I am just a beginner in programming. And I am learning the K&R's book, the C Programming Language. While I am reading, I become more and more curious about this question -- when there is a loop to get characters one by one from the input and I put an outputing function in the loop, whose result I thought would be like print each character right after it had been entered. However, the result seems like the computer will only print out a whole package of characters after I tap a key.

Such as the answer of exercise 1-22 from K&R's book:

/* K&R Exercise 1-22 p.34 
 *
 * Write a program to "fold" long input lines into two or more
 * shorter lines after the last non-blank character that occurs before the n-th
 * column of input.  Make sure your program does something intelligent with very
 * long lines, and if there are no blanks or tabs before the specified column.
 */

#include <stdio.h>

#define LINE_LENGTH 80
#define TAB '\t'
#define SPACE ' '
#define NEWLINE '\n'

void entab(int);

int main()
{
    int i, j, c;
    int n = -1;     /* The last column with a space. */
    char buff[LINE_LENGTH + 1];

    for ( i=0; (c = getchar()) != EOF; ++i )
    {
        /* Save the SPACE to the buffer. */
        if ( c == SPACE )

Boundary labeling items

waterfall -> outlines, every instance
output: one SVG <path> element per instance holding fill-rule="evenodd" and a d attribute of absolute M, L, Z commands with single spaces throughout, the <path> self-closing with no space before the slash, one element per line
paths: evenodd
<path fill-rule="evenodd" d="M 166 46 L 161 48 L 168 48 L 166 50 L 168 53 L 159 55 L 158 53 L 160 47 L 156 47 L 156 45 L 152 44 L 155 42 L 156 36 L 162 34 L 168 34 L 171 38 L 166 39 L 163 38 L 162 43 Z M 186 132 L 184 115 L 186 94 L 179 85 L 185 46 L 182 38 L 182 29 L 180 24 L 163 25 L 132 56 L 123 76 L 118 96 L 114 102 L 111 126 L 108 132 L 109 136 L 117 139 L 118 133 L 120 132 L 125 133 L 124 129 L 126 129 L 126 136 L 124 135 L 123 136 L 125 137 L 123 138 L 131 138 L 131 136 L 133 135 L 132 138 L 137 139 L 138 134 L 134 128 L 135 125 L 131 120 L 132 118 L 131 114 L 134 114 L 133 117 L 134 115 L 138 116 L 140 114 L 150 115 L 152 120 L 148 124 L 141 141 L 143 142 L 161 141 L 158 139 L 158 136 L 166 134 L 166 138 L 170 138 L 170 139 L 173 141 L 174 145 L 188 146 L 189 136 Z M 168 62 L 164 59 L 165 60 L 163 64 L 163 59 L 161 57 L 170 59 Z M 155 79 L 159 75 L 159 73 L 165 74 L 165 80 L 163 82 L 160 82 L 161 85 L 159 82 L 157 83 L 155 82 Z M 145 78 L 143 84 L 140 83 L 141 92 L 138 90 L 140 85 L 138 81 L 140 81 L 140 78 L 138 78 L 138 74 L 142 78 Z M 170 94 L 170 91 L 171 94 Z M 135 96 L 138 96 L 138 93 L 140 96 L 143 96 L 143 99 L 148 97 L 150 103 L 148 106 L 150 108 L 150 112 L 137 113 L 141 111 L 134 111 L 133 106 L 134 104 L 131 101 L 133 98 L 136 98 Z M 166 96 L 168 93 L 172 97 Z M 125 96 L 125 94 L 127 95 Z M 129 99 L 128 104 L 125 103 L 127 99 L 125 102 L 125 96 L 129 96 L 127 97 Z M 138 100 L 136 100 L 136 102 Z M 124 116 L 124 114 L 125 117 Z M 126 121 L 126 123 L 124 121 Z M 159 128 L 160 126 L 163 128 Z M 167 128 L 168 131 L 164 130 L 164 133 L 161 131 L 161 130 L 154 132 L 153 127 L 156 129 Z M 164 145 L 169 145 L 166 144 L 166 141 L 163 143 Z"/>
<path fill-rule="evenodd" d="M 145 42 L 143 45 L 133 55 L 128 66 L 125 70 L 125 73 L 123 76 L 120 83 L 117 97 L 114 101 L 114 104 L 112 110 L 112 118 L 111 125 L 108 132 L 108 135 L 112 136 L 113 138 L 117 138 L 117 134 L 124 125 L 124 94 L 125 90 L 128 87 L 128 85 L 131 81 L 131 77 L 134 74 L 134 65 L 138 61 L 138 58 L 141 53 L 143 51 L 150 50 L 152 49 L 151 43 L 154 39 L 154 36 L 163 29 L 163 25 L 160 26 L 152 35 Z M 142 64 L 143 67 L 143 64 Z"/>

▶ **Task instructions**
Reproduce the K&R question word for word, beginning at the words "void entab(int);" and stopping after "c == SPACE )".

▶ **Solution for this task**
void entab(int);

int main()
{
    int i, j, c;
    int n = -1;     /* The last column with a space. */
    char buff[LINE_LENGTH + 1];

    for ( i=0; (c = getchar()) != EOF; ++i )
    {
        /* Save the SPACE to the buffer. */
        if ( c == SPACE )